## Objectives
a. In the article on hybrid application placement, what distinguishes a horizontal hybrid application from a vertical one?
b. Resume the article on hybrid application placement after its last sentence, adding further items to its placement checklist.

This article was authored by AzureCAT Marc van Eijk. It was edited by Bruce Hamilton and reviewed by Damir Bersinic, Gavin Kemp, Daniel Neumann, and Emmanuel Sache.

Table of Contents:

  1. Overview
  2. Placement  - This article
  3. Scalability
  4. Availability
  5. Resiliency
  6. Manageability
  7. Security
  8. Summary & Learn more

Placement

A hybrid application inherently has a placement consideration, such as for the datacenter.

Placement is the important task of positioning components so that they can best service a hybrid application. By definition, hybrid applications span locations, such as from on-premises to the cloud and among different clouds. You can place components of the application on clouds in two ways:

  • Vertical hybrid applications. Application components are distributed across locations. Each individual component can have multiple instances located only in a single location.
  • Horizontal hybrid applications. Application components are distributed across locations. Each individual component can have multiple instances spanning multiple locations.

Some components can be aware of their location while others do not have any knowledge of their location and placement. This virtuousness can be achieved with an abstraction layer. This layer, with a modern application framework like microservices, can define how the application is serviced by the placement of application components operating on nodes across clouds.

Placement checklist

Verify required locations. Make sure the application or any of its components are required to operate in, or require certification for, a specific cloud. This can include sovereignty requirements from your company or dictated by law. Also, determine if any on-premises operations are required for a particular location or locale.

## Information supplied

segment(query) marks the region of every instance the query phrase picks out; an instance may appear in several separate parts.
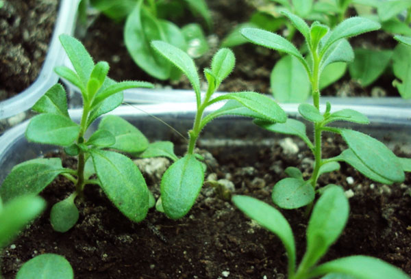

## Answer list
a. In a horizontal hybrid application, a component's multiple instances can span multiple locations, while in a vertical one each component's instances sit in only a single location.

b.
Ascertain connectivity dependencies. Required locations and other factors can dictate the connectivity dependencies among your components. As you place the components, determine the optimal connectivity and security for communication among them. Choices include VPN, ExpressRoute, and Hybrid Connections.

Evaluate platform capabilities. For each application component, see if the required resource provider for the application component is available on the cloud and if the bandwidth can accommodate the expected throughput and latency requirements.

Plan for portability. Use modern application frameworks, like containers or microservices, to plan for moving operations and to prevent service dependencies.

Determine data sovereignty requirements. Hybrid applications are geared for accommodating data isolation, such as on a local datacenter. Review the placement of your resources to optimize the success for accommodating this requirement.

Plan for latency. Inter-cloud operations can introduce physical distance between the application components. Ascertain the requirements to accommodate any latency.

Control traffic flows. Handle peak usage and the appropriate and secured communications for personal identifiable information (PII) data when accessed by the front-end in a public cloud.